___ Task data

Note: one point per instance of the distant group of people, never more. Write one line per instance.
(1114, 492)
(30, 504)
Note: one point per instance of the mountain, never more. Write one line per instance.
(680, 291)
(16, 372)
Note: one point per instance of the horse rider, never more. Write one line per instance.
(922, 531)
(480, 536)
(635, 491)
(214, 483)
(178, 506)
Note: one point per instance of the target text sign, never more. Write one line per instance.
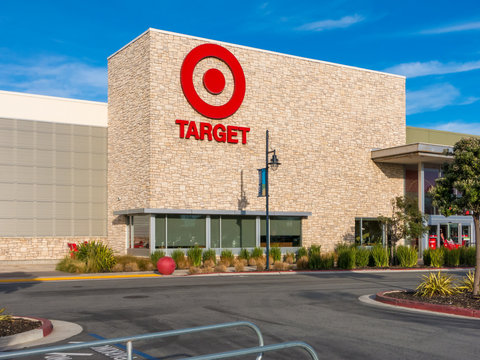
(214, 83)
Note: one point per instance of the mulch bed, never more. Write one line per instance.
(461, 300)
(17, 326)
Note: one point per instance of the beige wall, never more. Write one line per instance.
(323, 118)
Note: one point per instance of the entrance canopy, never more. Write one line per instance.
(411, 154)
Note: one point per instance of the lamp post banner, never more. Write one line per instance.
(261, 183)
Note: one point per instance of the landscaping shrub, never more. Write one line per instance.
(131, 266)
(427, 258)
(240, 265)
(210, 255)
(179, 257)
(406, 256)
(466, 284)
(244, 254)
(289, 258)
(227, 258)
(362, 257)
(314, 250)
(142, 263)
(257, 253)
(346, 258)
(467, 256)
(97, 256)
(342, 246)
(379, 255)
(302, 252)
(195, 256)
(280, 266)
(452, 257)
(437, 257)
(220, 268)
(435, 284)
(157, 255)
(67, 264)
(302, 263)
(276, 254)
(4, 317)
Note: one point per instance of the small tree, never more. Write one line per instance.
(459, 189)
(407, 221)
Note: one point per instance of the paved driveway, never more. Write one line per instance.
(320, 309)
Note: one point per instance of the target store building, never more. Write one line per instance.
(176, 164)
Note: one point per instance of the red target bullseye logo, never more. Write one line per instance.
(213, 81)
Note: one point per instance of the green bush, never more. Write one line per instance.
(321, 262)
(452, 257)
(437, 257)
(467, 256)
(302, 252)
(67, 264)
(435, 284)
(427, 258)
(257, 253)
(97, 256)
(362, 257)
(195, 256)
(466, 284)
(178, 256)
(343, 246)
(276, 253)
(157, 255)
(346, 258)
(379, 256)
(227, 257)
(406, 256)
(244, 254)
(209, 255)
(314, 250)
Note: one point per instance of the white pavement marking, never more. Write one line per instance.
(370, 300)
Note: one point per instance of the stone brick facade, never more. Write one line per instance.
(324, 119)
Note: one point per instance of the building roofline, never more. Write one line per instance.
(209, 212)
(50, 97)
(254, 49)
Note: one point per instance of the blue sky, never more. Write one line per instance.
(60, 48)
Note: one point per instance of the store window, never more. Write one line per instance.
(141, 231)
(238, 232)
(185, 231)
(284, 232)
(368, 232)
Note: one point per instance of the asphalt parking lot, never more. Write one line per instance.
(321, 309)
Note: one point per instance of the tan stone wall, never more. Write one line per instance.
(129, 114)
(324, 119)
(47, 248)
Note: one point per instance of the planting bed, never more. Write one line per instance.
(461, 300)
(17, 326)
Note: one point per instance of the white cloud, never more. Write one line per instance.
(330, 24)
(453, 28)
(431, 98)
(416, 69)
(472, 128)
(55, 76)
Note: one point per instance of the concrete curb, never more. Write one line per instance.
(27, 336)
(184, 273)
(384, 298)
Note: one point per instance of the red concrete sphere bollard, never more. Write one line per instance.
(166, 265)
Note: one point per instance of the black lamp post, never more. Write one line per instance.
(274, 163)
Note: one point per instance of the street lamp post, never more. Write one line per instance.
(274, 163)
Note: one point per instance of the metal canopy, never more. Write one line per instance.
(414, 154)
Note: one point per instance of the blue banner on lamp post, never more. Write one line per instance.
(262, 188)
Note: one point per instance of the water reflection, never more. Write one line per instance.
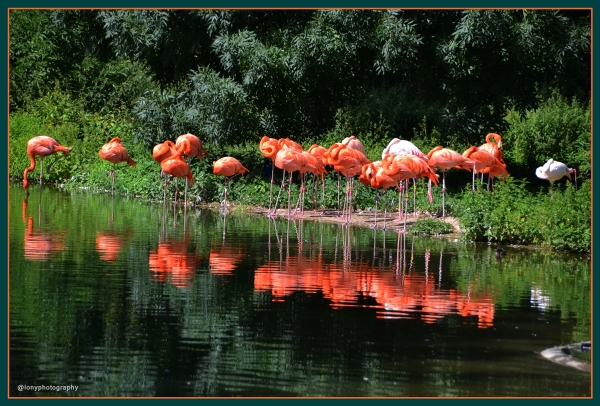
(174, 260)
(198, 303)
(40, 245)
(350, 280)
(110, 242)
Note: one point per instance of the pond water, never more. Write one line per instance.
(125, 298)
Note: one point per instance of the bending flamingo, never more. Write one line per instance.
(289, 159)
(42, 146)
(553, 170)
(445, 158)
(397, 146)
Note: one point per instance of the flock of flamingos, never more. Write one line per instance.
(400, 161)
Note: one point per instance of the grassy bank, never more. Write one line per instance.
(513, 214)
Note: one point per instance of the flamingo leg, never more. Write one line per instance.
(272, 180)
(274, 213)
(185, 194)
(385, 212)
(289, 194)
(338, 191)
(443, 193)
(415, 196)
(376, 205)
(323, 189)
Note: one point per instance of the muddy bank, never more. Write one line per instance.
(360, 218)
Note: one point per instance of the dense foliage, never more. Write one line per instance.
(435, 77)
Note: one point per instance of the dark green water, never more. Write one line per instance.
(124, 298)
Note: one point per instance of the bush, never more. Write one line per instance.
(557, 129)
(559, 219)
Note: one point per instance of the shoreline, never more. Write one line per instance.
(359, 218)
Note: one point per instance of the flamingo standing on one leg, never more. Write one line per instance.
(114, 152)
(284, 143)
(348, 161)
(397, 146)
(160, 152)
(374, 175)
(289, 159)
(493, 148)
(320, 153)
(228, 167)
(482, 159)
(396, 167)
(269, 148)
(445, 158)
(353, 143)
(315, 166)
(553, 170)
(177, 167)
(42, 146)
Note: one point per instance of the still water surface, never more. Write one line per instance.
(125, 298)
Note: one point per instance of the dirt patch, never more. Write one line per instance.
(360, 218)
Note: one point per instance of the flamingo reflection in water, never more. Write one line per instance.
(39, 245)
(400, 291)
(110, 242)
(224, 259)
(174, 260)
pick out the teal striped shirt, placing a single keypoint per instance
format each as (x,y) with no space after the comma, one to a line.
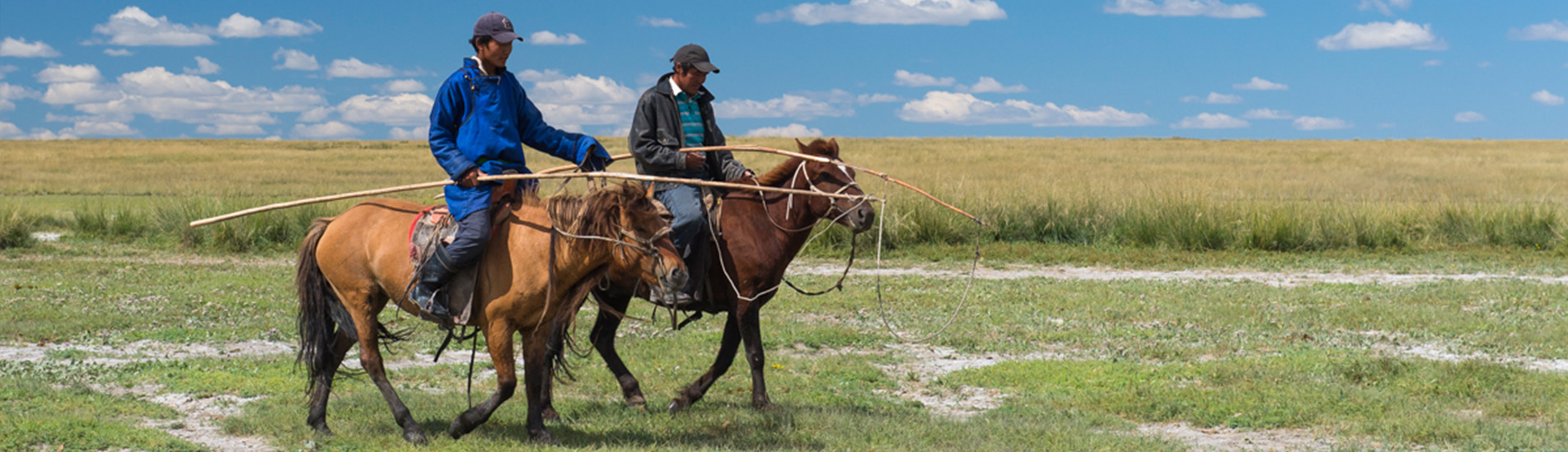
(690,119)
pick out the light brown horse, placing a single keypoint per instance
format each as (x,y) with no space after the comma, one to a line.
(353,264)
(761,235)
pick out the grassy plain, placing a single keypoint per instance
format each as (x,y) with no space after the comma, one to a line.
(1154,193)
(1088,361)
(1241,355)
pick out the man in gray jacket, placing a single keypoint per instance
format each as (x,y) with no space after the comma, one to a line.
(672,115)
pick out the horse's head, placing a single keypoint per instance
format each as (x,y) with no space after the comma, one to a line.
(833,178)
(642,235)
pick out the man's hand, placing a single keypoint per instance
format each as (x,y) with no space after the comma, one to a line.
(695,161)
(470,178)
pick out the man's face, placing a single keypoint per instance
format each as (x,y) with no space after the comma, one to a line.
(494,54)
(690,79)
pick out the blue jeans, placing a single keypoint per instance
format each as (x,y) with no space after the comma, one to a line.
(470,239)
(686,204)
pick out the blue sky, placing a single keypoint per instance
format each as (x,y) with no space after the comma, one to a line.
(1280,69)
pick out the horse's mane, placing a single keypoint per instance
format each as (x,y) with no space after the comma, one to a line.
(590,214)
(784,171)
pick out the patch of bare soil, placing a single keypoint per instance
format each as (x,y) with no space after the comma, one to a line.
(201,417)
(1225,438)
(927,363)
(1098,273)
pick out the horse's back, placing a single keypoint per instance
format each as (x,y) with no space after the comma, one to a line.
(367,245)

______

> [Stated task] Leave out the pictures and reproduce the rest of the listing exactly.

> [Answer for this exercise]
Note: one point per instance of the distant group of people, never more. Write one line per instance.
(1114, 492)
(30, 504)
Note: one point per instance of the mountain, never more. Write one line per instance.
(680, 291)
(16, 372)
Note: one point per instance of the horse rider, never more. Write one line per instance.
(922, 531)
(480, 536)
(635, 491)
(214, 483)
(178, 506)
Note: one point per instance of the target text sign, never more. Write one line per instance.
(214, 83)
Note: one point per instance of the mulch bed, never more. Write one line per instance.
(461, 300)
(17, 326)
Note: one point per instance of the beige wall, never more. Write one line per instance.
(323, 118)
Note: one point per instance of the entrance canopy, never more. Write one line per instance.
(411, 154)
Note: one point per instance of the lamp post banner, never more. Write one line per instance.
(261, 183)
Note: one point per instance of the landscaping shrub, never more. Write one line per instance.
(131, 266)
(427, 258)
(240, 265)
(210, 255)
(179, 257)
(406, 256)
(466, 284)
(244, 254)
(289, 258)
(227, 258)
(362, 257)
(314, 250)
(142, 263)
(257, 253)
(346, 258)
(467, 256)
(97, 256)
(342, 246)
(379, 255)
(302, 252)
(195, 256)
(280, 266)
(452, 257)
(437, 257)
(220, 268)
(435, 284)
(157, 255)
(67, 264)
(302, 263)
(276, 254)
(4, 317)
Note: one point per instance of the small tree, never more. Write one line per instance.
(459, 189)
(407, 221)
Note: one point per instance of the paved driveway, never more. Write one line per instance.
(320, 309)
Note: one point per instance of the target store building, never more. Write one line per instance.
(176, 164)
Note: one point per instance of the red target bullseye logo, never more. Write one line per instance.
(213, 81)
Note: one point per instance of the green bush, never more. Write one line per instance.
(321, 262)
(452, 257)
(437, 257)
(467, 256)
(302, 252)
(67, 264)
(435, 284)
(427, 258)
(257, 253)
(97, 256)
(362, 257)
(195, 256)
(466, 284)
(178, 256)
(343, 246)
(276, 253)
(157, 255)
(346, 258)
(379, 256)
(227, 257)
(406, 256)
(244, 254)
(209, 255)
(314, 250)
Note: one point per instance of the white pavement marking, never more. Write one line per instance.
(370, 300)
Note: one point per instance of the stone brick facade, never more. Write one line per instance.
(324, 119)
Note: one point per instance of the building roofline, never more. Write one line per instance.
(209, 212)
(50, 97)
(254, 49)
Note: one point per instance of the blue sky, never more. Write one line per instance.
(60, 48)
Note: one point per instance of the store window, never more. Write one line per instance.
(141, 231)
(238, 232)
(185, 231)
(284, 232)
(368, 232)
Note: one point per instance of the asphalt parking lot, never more. Write one line per instance.
(321, 309)
Note: one point per instance of the tan stone wall, never more. Write one line per instance.
(129, 114)
(324, 119)
(47, 248)
Note: one point per instance of the planting bed, never more. Write one line per instance.
(461, 300)
(17, 326)
Note: one point per instance of the white cloud, never more. Write one line per instance.
(330, 24)
(453, 28)
(431, 98)
(416, 69)
(472, 128)
(55, 76)
Note: one point per instance of the concrete curb, never more. Write one line per instance.
(27, 336)
(184, 273)
(384, 298)
Note: one point per instance of the red concrete sphere bollard, never more. Write one line per instance.
(166, 265)
Note: one point per instance of the black lamp post, never more. Write one line per instance.
(274, 163)
Note: one point per instance of the street lamp post, never more. Write one line per instance.
(274, 163)
Note: one point per instance of the metal canopy, never more. Write one line per instance.
(414, 154)
Note: one point per instance of the blue banner on lamp post, never more. Write one line per instance.
(262, 188)
Note: one point per instance of the water reflection, never more. Write one line per instance.
(174, 260)
(198, 303)
(40, 245)
(350, 280)
(110, 242)
Note: one point per instance of the pond water, never more. Write one line per instance.
(125, 298)
Note: one point per instance of the bending flamingo, never more. Write one line per instance.
(289, 159)
(42, 146)
(553, 170)
(445, 158)
(397, 146)
Note: one point per instance of the flock of flamingos, never more. Write one line per instance.
(400, 161)
Note: one point per instance of the grassy bank, never more. Write one line per instance.
(513, 214)
Note: one point per instance of the flamingo leg, never more. Write one line per instance.
(272, 180)
(274, 213)
(185, 194)
(385, 212)
(289, 194)
(338, 191)
(443, 193)
(415, 196)
(376, 205)
(323, 189)
Note: one point per instance of the muddy bank, never more. Write one line per instance.
(360, 218)
Note: one point per instance of the dense foliage, never more. Write one line per instance.
(435, 77)
Note: one point per instance of the dark green water, never more. Write one line per instance.
(124, 298)
Note: one point per instance of the bush, never more. Write one line per instance.
(557, 129)
(559, 219)
Note: one point per instance of the shoreline, never more. Write one line per instance.
(359, 218)
Note: one point per instance of the flamingo standing on one leg, never more. Write one line per instance.
(114, 152)
(284, 143)
(348, 161)
(397, 146)
(160, 152)
(374, 175)
(289, 159)
(493, 148)
(320, 153)
(228, 167)
(482, 159)
(396, 167)
(269, 148)
(445, 158)
(353, 143)
(315, 166)
(553, 170)
(177, 167)
(42, 146)
Note: one point per instance of the still water surface, never more. Write one line per instance.
(125, 298)
Note: one point per instance of the dirt patch, never more. Write one line per instance.
(360, 218)
Note: one point per instance of the flamingo reflection in water, never more. Write one line per instance.
(39, 245)
(400, 291)
(110, 242)
(224, 259)
(174, 260)
pick out the teal striped shirt, placing a single keypoint per instance
format each as (x,y) with no space after the comma, one to a line.
(690,119)
pick out the light brown horse, placing a single keypoint per instance
format each as (x,y) with no space after the comma, one to a line.
(353,264)
(761,235)
pick out the grassy plain, placing a single keypoint per instance
format each as (x,y) with no space after the comma, one to a line.
(1154,193)
(1088,361)
(1241,355)
pick out the man in gray jacket, placing a single keypoint per instance
format each as (x,y) with no space after the comma, one to a line.
(672,115)
pick out the horse's head, placing a single keypoint per instance
format each as (x,y) with no space after the comma, one to a line.
(833,178)
(642,235)
pick out the man's hand, placing a single keypoint per instance
format each as (x,y) with no space after the comma, one to a line.
(695,161)
(470,178)
pick out the man's face, placing a single keypoint per instance
format each as (x,y) with no space after the comma, one to a line.
(494,54)
(690,79)
pick out the blue jeans, placing a single keypoint per instance
format each as (x,y) with no space after the comma, one to a line.
(470,239)
(686,204)
pick out the blue sky, placing a single keypoint per instance
format each as (x,y) with no space after the comma, one to a line.
(1280,69)
pick out the horse's mane, placing a single keypoint per instance
format each as (x,y) with no space after the comma, one to a line.
(590,214)
(784,171)
pick out the patch of bare soil, placing a single keypoint per instance
format each as (x,y) with no space after the comma, one to a line.
(201,417)
(1225,438)
(927,363)
(1098,273)
pick out the horse's back, placing a single keypoint per instance
format each as (x,y) with no space after the comma, one to a line.
(367,245)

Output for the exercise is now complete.